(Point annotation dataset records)
>> Begin

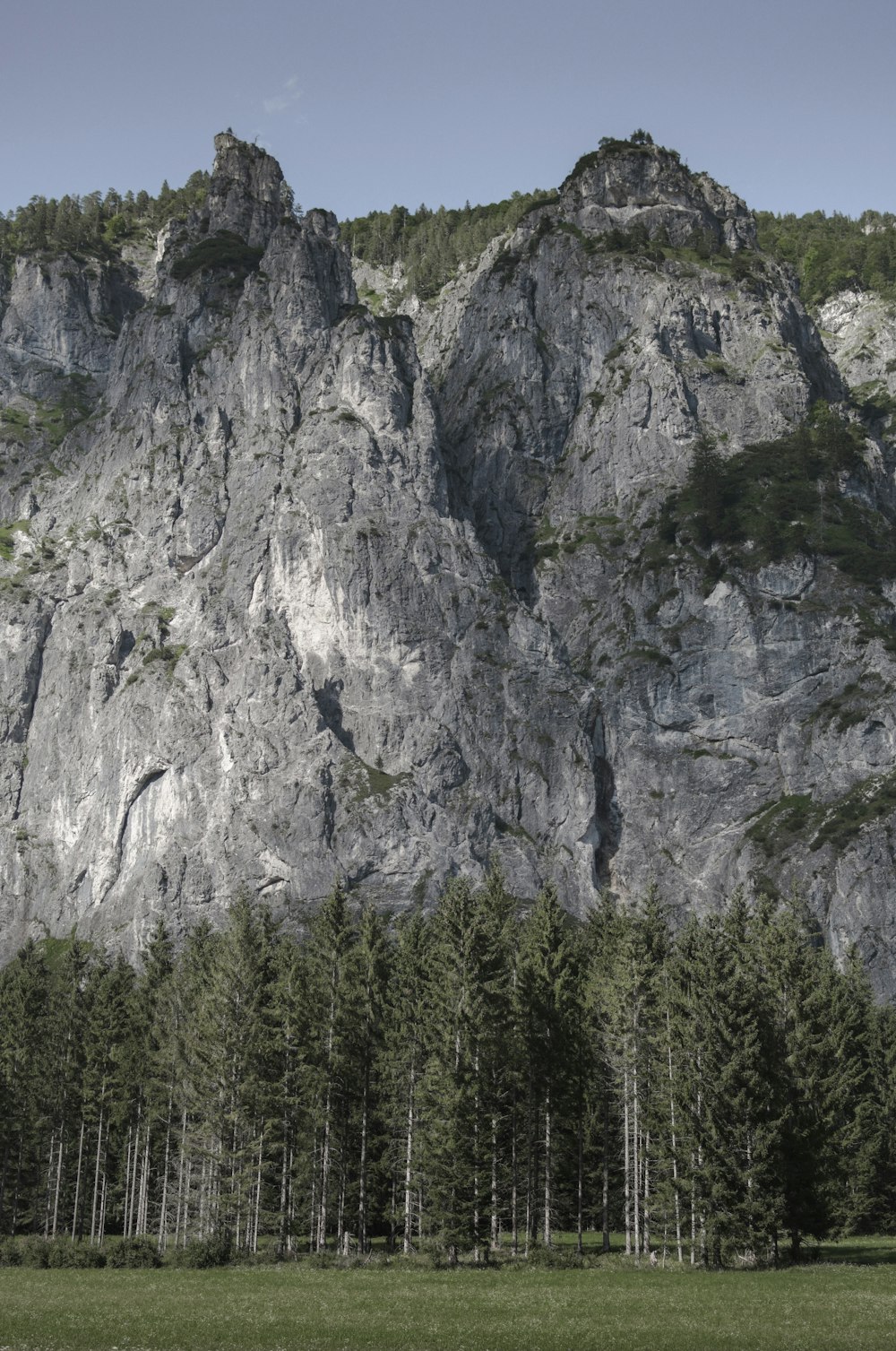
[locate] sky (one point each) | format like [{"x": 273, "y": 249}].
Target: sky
[{"x": 367, "y": 104}]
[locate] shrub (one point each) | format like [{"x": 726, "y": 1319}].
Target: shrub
[
  {"x": 35, "y": 1251},
  {"x": 133, "y": 1252},
  {"x": 223, "y": 252},
  {"x": 200, "y": 1254},
  {"x": 64, "y": 1252}
]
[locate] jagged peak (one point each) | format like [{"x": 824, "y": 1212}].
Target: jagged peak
[
  {"x": 247, "y": 194},
  {"x": 626, "y": 183}
]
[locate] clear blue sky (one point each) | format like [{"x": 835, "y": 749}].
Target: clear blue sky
[{"x": 366, "y": 103}]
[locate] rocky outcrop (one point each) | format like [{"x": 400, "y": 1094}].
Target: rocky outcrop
[{"x": 293, "y": 589}]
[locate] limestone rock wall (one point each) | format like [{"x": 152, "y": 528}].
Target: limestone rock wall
[{"x": 289, "y": 589}]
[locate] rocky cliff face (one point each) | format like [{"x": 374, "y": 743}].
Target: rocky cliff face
[{"x": 290, "y": 591}]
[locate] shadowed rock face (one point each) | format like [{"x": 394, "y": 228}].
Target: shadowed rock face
[{"x": 306, "y": 592}]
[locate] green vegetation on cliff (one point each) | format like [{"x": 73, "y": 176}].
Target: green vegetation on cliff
[
  {"x": 832, "y": 253},
  {"x": 95, "y": 224},
  {"x": 776, "y": 498},
  {"x": 432, "y": 245}
]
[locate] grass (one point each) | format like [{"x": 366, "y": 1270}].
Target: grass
[{"x": 823, "y": 1308}]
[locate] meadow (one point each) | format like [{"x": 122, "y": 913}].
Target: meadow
[{"x": 832, "y": 1305}]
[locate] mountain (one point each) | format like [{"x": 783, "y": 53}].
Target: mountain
[{"x": 292, "y": 589}]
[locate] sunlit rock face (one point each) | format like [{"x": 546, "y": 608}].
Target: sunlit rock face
[{"x": 304, "y": 593}]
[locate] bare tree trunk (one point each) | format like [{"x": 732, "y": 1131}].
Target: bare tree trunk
[
  {"x": 647, "y": 1193},
  {"x": 165, "y": 1173},
  {"x": 626, "y": 1165},
  {"x": 77, "y": 1185},
  {"x": 675, "y": 1151},
  {"x": 548, "y": 1165},
  {"x": 47, "y": 1208},
  {"x": 258, "y": 1191},
  {"x": 605, "y": 1193},
  {"x": 409, "y": 1147},
  {"x": 58, "y": 1182},
  {"x": 324, "y": 1177},
  {"x": 362, "y": 1169},
  {"x": 125, "y": 1223},
  {"x": 494, "y": 1236},
  {"x": 581, "y": 1180},
  {"x": 636, "y": 1150},
  {"x": 514, "y": 1220},
  {"x": 96, "y": 1181}
]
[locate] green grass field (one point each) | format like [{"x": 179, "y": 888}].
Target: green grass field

>> End

■ Directive:
Rewrite the data from the line containing "[locate] sunlit rock" through the end of the data, changing "bare tree trunk" to "leafless tree trunk" and keeping everything else the same.

■ Exercise output:
[locate] sunlit rock face (one point each) | format like [{"x": 546, "y": 608}].
Target: sunlit rock face
[{"x": 304, "y": 593}]
[locate] leafless tree trunk (one point each) | format like [{"x": 732, "y": 1131}].
Target: leafless tree trunk
[
  {"x": 647, "y": 1193},
  {"x": 165, "y": 1173},
  {"x": 626, "y": 1165},
  {"x": 77, "y": 1185},
  {"x": 675, "y": 1151},
  {"x": 548, "y": 1165},
  {"x": 47, "y": 1208},
  {"x": 258, "y": 1191},
  {"x": 605, "y": 1193},
  {"x": 409, "y": 1147},
  {"x": 58, "y": 1182},
  {"x": 324, "y": 1177},
  {"x": 362, "y": 1169},
  {"x": 125, "y": 1223},
  {"x": 494, "y": 1236},
  {"x": 581, "y": 1180},
  {"x": 636, "y": 1150},
  {"x": 514, "y": 1220},
  {"x": 96, "y": 1181}
]
[locate] green grass field (one point each) | format like [{"x": 179, "y": 888}].
Target: green grass field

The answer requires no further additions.